(Natural language region descriptions)
####################
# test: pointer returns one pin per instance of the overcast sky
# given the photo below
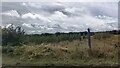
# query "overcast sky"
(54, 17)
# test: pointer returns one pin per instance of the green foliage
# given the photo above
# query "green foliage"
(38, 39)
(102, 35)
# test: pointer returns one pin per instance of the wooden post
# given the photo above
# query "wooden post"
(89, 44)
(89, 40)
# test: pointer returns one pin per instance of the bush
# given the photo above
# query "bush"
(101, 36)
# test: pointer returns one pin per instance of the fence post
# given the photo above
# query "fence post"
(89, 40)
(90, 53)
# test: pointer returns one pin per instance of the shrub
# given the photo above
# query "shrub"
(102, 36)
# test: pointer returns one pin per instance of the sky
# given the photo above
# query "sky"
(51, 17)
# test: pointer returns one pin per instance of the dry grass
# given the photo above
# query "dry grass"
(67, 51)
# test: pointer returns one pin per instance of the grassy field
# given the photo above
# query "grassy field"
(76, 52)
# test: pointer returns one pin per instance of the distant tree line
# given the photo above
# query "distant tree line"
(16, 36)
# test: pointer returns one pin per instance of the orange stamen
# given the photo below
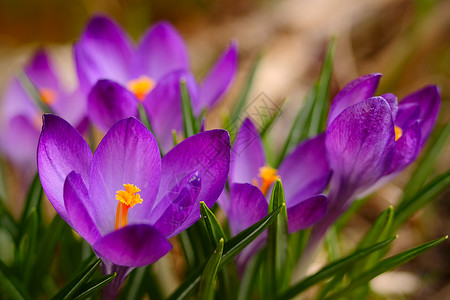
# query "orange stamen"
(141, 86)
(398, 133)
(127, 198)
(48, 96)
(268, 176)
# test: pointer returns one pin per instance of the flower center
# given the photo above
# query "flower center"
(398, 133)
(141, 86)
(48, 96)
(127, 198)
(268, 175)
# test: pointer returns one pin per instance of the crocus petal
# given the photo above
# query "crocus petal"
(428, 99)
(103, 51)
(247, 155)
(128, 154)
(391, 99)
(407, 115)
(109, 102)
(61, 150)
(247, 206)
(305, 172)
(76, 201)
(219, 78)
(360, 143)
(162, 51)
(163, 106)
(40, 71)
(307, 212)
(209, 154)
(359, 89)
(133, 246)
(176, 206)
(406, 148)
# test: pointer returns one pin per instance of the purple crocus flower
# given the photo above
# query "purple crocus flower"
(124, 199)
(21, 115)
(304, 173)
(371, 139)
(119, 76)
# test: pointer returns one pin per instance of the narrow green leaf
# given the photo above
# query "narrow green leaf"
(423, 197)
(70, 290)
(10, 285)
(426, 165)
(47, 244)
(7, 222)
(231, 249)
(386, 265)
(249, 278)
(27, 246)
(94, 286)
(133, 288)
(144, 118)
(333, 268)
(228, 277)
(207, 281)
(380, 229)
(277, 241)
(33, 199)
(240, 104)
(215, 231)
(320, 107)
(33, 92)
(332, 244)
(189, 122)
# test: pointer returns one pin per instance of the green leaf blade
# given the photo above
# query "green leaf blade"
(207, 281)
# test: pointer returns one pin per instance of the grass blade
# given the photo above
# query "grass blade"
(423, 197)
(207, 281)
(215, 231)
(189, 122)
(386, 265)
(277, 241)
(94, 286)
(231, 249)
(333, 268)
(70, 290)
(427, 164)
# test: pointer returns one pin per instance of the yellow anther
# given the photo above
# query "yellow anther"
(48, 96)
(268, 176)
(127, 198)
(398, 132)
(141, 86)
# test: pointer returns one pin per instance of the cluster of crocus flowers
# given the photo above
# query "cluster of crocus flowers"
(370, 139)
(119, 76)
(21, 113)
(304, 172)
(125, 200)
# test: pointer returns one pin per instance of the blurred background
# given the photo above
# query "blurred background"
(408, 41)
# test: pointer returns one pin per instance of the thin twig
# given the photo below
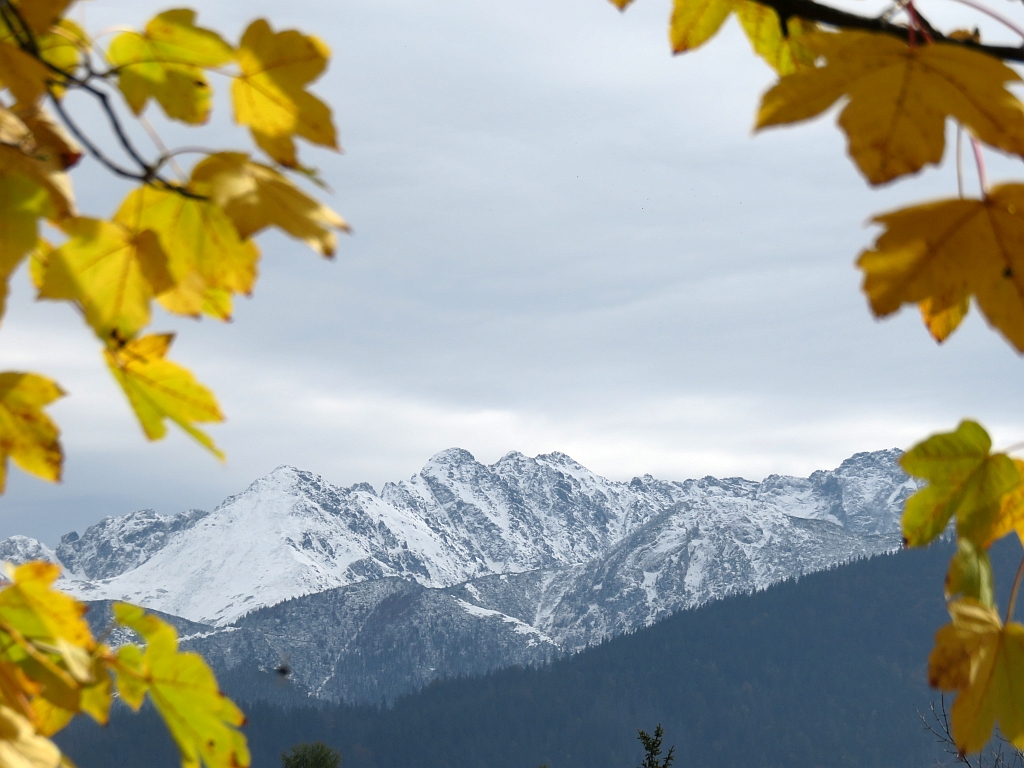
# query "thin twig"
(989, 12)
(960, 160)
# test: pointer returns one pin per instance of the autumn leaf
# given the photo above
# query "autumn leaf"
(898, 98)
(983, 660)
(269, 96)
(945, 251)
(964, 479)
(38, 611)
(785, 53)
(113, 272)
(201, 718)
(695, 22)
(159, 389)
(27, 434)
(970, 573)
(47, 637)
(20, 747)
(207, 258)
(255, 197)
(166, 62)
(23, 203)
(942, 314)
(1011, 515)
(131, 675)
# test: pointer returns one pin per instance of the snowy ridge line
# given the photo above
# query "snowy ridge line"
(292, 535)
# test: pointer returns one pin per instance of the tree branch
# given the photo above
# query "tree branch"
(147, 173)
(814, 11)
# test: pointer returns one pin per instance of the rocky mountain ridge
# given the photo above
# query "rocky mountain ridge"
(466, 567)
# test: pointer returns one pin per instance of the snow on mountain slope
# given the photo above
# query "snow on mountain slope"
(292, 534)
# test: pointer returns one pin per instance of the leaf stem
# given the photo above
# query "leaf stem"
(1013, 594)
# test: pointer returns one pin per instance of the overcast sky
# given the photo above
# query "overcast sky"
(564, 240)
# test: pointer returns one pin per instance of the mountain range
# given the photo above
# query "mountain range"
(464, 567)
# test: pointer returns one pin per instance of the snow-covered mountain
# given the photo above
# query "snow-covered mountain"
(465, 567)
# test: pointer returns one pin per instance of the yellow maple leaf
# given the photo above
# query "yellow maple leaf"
####################
-- The problem --
A faithful, complete copy of the records above is required, one that contains no pictures.

-- Exercise solution --
# test: pointer returns one pin per instance of the overcast sky
# given the photo below
# query "overcast sky"
(54, 17)
# test: pointer returns one pin per instance of the green foliage
# given the photo above
# query "green foliage"
(38, 39)
(102, 35)
# test: pointer returns one pin per instance of the wooden post
# given the photo above
# query "wooden post"
(89, 44)
(89, 40)
# test: pointer returns one pin per instance of the bush
# given the photo above
# query "bush"
(101, 36)
# test: pointer returns one pin per instance of the fence post
# given the photo above
# query "fence post"
(89, 40)
(90, 53)
# test: pointer returns one pin per instance of the shrub
# given the photo above
# query "shrub"
(102, 36)
# test: pointer returns one pin per instance of the sky
# given the photo above
# query "sky"
(51, 17)
# test: pointer returns one pin per instance of the dry grass
# given the photo above
# query "dry grass"
(67, 51)
# test: pointer returns one pin per instance of the grassy field
# given the photo above
# query "grassy field"
(76, 52)
# test: pointer returns one pin per instance of the distant tree line
# given the photo above
# query "distant tree line"
(16, 36)
# test: pointer returns one pin per instance of the orange stamen
# given the photo below
# query "orange stamen"
(141, 86)
(398, 133)
(127, 198)
(48, 96)
(268, 176)
# test: pointer returns one pin per instance of the flower center
# given the photo above
# query "flower center"
(398, 133)
(141, 86)
(48, 96)
(127, 198)
(268, 175)
# test: pointer returns one pin per instance of the crocus petal
# given the photo above
# query "crocus petal"
(428, 99)
(103, 51)
(247, 155)
(128, 154)
(391, 99)
(407, 115)
(109, 102)
(61, 150)
(247, 206)
(305, 172)
(76, 201)
(219, 78)
(360, 143)
(162, 51)
(163, 106)
(40, 71)
(307, 212)
(209, 154)
(359, 89)
(133, 246)
(176, 206)
(406, 148)
# test: pointer returns one pin per instance of the purple crocus flower
# given the photo above
# query "purple crocus flower"
(124, 199)
(21, 115)
(304, 173)
(371, 139)
(119, 76)
# test: pointer returns one pin per instance of the narrow green leaf
# given the photo above
# query "narrow green leaf"
(423, 197)
(70, 290)
(10, 285)
(426, 165)
(47, 244)
(7, 222)
(231, 249)
(386, 265)
(249, 278)
(27, 246)
(94, 286)
(133, 288)
(144, 118)
(333, 268)
(228, 277)
(207, 281)
(380, 229)
(277, 241)
(33, 199)
(240, 104)
(215, 231)
(320, 107)
(33, 92)
(332, 244)
(189, 122)
# test: pointer returns one pin per instance of the green leaf blade
# given the photo above
# query "green leaf blade"
(207, 281)
# test: pointer returns one pin per instance of the grass blade
# given the photo above
# query "grass blade"
(423, 197)
(207, 281)
(215, 231)
(189, 122)
(386, 265)
(277, 241)
(94, 286)
(231, 249)
(333, 268)
(70, 290)
(427, 164)
# test: pointer returns one pin per instance of the yellow anther
# given the photo above
# query "yellow anther"
(48, 96)
(268, 176)
(127, 198)
(398, 132)
(141, 86)
# test: pointer returns one pin per instance of the cluster of crocus flowers
# given the photo above
# query "cluster of crocus flowers"
(370, 139)
(119, 76)
(21, 113)
(304, 172)
(125, 200)
# test: pointer returns one pin per instance of the blurred background
# given the photo above
# query "blurred background"
(408, 41)
# test: pointer returns one pin per instance of the thin twig
# given the photo below
# query "thin twig"
(989, 12)
(960, 160)
# test: pointer returns one pin per instance of the autumn leaf
# given the photo above
# query "autumn leaf"
(898, 98)
(983, 660)
(269, 96)
(945, 251)
(964, 479)
(38, 611)
(785, 53)
(113, 272)
(201, 718)
(695, 22)
(159, 389)
(27, 434)
(970, 573)
(47, 637)
(20, 747)
(207, 258)
(255, 197)
(166, 62)
(23, 203)
(942, 314)
(1011, 515)
(131, 675)
# test: pointer returns one pin per instance of the snowy ridge line
# given the photo above
# query "snowy ridge line"
(292, 535)
# test: pointer returns one pin per instance of the tree branch
# given the photo above
# query "tree branch"
(147, 173)
(814, 11)
# test: pointer returns one pin per instance of the rocky mountain ridge
# given the photo above
# query "rocky mountain ridge"
(466, 567)
# test: pointer returns one pin per instance of the snow on mountain slope
# given the photo above
# query "snow on mountain slope"
(292, 534)
# test: pointer returns one pin per instance of the leaf stem
# given the photo above
# query "leaf stem"
(1013, 594)
# test: pointer returns one pin per instance of the overcast sky
# given the photo above
# query "overcast sky"
(564, 240)
# test: pointer returns one pin per instance of the mountain range
# given the photo above
# query "mountain range"
(464, 567)
# test: pointer returns one pin per instance of the snow-covered mountain
# given the photo above
# query "snow-covered mountain"
(465, 567)
# test: pointer returns one pin per instance of the yellow maple leaf
# given the photo above
# query "yellow maple leaf"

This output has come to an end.